• DATA FOR THE TASK
━━━━━━━━━━━━━━━━
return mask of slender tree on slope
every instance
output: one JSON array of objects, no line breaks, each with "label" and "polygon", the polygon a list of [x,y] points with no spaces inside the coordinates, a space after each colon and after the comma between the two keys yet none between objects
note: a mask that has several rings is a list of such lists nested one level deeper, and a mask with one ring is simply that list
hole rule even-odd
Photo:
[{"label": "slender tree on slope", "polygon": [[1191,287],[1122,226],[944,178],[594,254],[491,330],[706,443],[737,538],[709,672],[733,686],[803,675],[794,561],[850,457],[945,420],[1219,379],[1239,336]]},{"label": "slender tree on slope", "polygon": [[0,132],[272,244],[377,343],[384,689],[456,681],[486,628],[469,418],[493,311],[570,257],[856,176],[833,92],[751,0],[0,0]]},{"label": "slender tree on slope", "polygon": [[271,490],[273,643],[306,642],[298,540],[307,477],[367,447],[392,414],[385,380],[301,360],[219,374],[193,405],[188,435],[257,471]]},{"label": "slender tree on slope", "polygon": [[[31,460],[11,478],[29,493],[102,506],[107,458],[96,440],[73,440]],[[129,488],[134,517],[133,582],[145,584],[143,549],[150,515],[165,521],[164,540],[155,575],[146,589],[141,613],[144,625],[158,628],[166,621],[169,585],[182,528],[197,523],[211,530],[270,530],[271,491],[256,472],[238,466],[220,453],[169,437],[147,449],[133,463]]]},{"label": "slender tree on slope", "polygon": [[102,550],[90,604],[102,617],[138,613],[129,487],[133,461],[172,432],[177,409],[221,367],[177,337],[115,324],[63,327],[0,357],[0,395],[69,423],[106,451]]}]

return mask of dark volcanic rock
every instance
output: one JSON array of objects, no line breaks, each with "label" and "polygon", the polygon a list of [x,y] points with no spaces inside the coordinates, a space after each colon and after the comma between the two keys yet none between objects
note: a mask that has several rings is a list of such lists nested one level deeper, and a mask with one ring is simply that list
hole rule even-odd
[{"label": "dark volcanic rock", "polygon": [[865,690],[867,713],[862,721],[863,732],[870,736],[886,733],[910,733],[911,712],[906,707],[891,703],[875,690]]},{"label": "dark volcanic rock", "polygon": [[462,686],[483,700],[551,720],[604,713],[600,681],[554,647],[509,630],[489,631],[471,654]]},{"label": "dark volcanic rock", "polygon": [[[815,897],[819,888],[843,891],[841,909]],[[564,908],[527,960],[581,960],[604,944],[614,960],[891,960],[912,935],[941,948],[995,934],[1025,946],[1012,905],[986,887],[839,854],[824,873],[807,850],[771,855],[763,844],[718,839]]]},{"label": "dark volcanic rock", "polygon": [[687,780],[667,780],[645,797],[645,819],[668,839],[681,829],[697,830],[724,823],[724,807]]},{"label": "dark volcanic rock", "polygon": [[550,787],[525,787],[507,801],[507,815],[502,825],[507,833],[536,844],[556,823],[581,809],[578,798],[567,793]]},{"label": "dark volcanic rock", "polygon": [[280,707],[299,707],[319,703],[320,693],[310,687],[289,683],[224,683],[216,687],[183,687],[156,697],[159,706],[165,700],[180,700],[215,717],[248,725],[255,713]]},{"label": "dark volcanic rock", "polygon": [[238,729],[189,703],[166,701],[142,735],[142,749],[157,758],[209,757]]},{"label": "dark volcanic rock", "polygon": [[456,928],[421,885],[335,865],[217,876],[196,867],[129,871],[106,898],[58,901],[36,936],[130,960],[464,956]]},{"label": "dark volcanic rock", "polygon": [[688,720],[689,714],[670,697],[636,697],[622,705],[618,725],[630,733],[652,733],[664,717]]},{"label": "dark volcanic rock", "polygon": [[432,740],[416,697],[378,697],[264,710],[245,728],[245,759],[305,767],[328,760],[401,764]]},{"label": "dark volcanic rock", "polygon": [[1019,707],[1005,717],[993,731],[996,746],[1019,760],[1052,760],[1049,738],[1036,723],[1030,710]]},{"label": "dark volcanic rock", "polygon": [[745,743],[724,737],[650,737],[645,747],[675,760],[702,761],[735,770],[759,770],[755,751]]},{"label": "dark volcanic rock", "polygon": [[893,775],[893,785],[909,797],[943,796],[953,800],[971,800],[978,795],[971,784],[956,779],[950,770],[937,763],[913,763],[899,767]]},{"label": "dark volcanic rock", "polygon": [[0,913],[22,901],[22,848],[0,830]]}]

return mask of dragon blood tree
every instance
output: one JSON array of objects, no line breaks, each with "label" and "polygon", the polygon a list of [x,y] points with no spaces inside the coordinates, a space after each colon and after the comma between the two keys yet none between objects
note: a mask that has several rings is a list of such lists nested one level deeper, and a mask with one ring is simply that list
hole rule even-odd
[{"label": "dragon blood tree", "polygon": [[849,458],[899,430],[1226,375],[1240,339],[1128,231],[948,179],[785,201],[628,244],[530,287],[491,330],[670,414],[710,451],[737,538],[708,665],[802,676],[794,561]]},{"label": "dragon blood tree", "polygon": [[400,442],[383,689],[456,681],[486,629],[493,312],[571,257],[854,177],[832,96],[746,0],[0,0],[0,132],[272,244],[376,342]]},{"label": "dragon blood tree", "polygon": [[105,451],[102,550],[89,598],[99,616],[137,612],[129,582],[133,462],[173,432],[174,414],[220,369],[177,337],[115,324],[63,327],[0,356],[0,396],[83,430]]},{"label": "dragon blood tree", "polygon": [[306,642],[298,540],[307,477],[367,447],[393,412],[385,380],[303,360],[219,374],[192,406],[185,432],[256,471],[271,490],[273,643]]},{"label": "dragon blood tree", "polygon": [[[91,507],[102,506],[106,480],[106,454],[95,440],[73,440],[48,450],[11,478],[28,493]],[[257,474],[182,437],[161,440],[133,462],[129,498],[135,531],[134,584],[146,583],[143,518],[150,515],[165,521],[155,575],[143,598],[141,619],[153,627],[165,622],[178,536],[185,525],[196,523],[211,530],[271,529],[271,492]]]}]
━━━━━━━━━━━━━━━━
• TASK PROMPT
Nothing in the data should be altered; please repeat it exactly.

• TASK RESULT
return mask of slender tree on slope
every instance
output: one JSON array of objects, no line breaks, each with "label" and "polygon", the polygon a list of [x,y] points with no spaces inside the coordinates, a space after each colon and after the comma between the two keys yet none between objects
note: a mask that has several rings is a list of such lists nested one level deeper, and a mask with one ring is simply that list
hole rule even-odd
Photo:
[{"label": "slender tree on slope", "polygon": [[1191,287],[1122,226],[944,178],[594,254],[491,330],[706,443],[737,538],[709,672],[733,686],[803,675],[794,561],[850,457],[945,420],[1219,379],[1239,336]]},{"label": "slender tree on slope", "polygon": [[0,132],[272,244],[377,343],[384,689],[456,681],[486,628],[469,418],[493,311],[570,257],[856,176],[833,92],[751,0],[0,0]]},{"label": "slender tree on slope", "polygon": [[271,490],[273,643],[306,642],[298,540],[307,477],[367,447],[392,414],[385,380],[301,360],[219,374],[193,405],[188,435],[257,471]]},{"label": "slender tree on slope", "polygon": [[[31,460],[11,478],[29,493],[102,506],[107,458],[96,440],[73,440]],[[129,488],[134,517],[133,582],[145,584],[143,549],[150,515],[165,521],[164,540],[155,575],[146,589],[141,613],[144,625],[158,628],[166,621],[169,585],[182,528],[197,523],[211,530],[270,530],[271,491],[256,472],[238,466],[220,453],[169,437],[147,449],[133,463]]]},{"label": "slender tree on slope", "polygon": [[102,550],[90,604],[102,617],[138,613],[129,487],[133,461],[172,432],[177,409],[221,367],[177,337],[115,324],[63,327],[0,357],[0,395],[69,423],[106,451]]}]

return mask of dark volcanic rock
every instance
output: one JSON array of objects, no line breaks, each with "label" and "polygon", the polygon a list of [x,y] points with no spaces inside the coordinates, a space after each colon and after the comma between the two keys yet none between objects
note: a mask that has several rings is a list of such lists nested one level deeper, and a mask with one ring is simply that list
hole rule even-odd
[{"label": "dark volcanic rock", "polygon": [[865,690],[867,713],[862,721],[863,732],[870,736],[886,733],[910,733],[911,712],[906,707],[891,703],[875,690]]},{"label": "dark volcanic rock", "polygon": [[462,686],[483,700],[551,720],[604,713],[600,681],[554,647],[509,630],[489,631],[471,654]]},{"label": "dark volcanic rock", "polygon": [[[815,897],[819,888],[843,891],[841,909]],[[564,908],[527,960],[581,960],[604,944],[614,960],[891,960],[912,935],[941,948],[995,934],[1025,946],[1012,905],[986,887],[839,854],[824,873],[807,850],[771,855],[763,844],[718,839]]]},{"label": "dark volcanic rock", "polygon": [[687,780],[667,780],[645,797],[645,819],[668,839],[681,829],[697,830],[724,823],[724,807]]},{"label": "dark volcanic rock", "polygon": [[550,787],[525,787],[507,801],[507,815],[502,825],[507,833],[536,844],[556,823],[581,809],[578,798],[567,793]]},{"label": "dark volcanic rock", "polygon": [[280,707],[299,707],[319,703],[320,693],[310,687],[289,683],[224,683],[216,687],[183,687],[156,697],[159,706],[165,700],[180,700],[215,717],[248,725],[255,713]]},{"label": "dark volcanic rock", "polygon": [[238,729],[189,703],[166,701],[142,735],[142,749],[157,758],[209,757]]},{"label": "dark volcanic rock", "polygon": [[456,928],[421,885],[335,865],[217,876],[196,867],[129,871],[106,898],[58,901],[36,936],[130,960],[464,956]]},{"label": "dark volcanic rock", "polygon": [[688,720],[689,714],[670,697],[636,697],[622,705],[618,725],[630,733],[652,733],[664,717]]},{"label": "dark volcanic rock", "polygon": [[432,740],[416,697],[378,697],[264,710],[245,728],[245,759],[305,767],[328,760],[401,764]]},{"label": "dark volcanic rock", "polygon": [[1019,707],[1005,717],[993,731],[996,746],[1019,760],[1052,760],[1049,738],[1036,723],[1030,710]]},{"label": "dark volcanic rock", "polygon": [[745,743],[724,737],[650,737],[645,747],[675,760],[702,761],[735,770],[759,770],[755,751]]},{"label": "dark volcanic rock", "polygon": [[893,775],[893,785],[909,797],[943,796],[953,800],[971,800],[978,795],[971,784],[956,779],[950,770],[937,763],[913,763],[899,767]]},{"label": "dark volcanic rock", "polygon": [[0,913],[22,901],[22,848],[0,830]]}]

return mask of dragon blood tree
every instance
output: one JSON array of objects, no line breaks, each with "label" and "polygon", the polygon a list of [x,y] points with no spaces inside the coordinates, a space after each colon and after the comma between the two keys yet none between objects
note: a mask that has several rings is a list of such lists nested one level deeper, and a mask with one ring is simply that list
hole rule even-odd
[{"label": "dragon blood tree", "polygon": [[849,458],[899,430],[1226,375],[1240,339],[1128,231],[948,179],[785,201],[628,244],[530,287],[491,330],[670,414],[710,451],[737,538],[708,665],[802,676],[794,561]]},{"label": "dragon blood tree", "polygon": [[400,442],[383,689],[456,681],[486,629],[493,312],[571,257],[854,177],[832,96],[746,0],[0,0],[0,132],[272,244],[376,342]]},{"label": "dragon blood tree", "polygon": [[105,451],[102,550],[89,598],[99,616],[137,612],[129,582],[133,462],[173,432],[174,414],[220,369],[177,337],[115,324],[63,327],[0,356],[0,396],[83,430]]},{"label": "dragon blood tree", "polygon": [[306,642],[298,540],[307,477],[367,447],[393,412],[385,380],[303,360],[219,374],[192,406],[185,432],[256,471],[271,490],[273,643]]},{"label": "dragon blood tree", "polygon": [[[91,507],[102,506],[106,480],[106,454],[95,440],[73,440],[48,450],[11,478],[28,493]],[[257,474],[182,437],[161,440],[133,462],[129,498],[135,531],[134,584],[146,583],[143,518],[150,515],[165,521],[155,575],[143,598],[141,619],[153,627],[165,622],[178,536],[185,525],[196,523],[211,530],[271,529],[271,492]]]}]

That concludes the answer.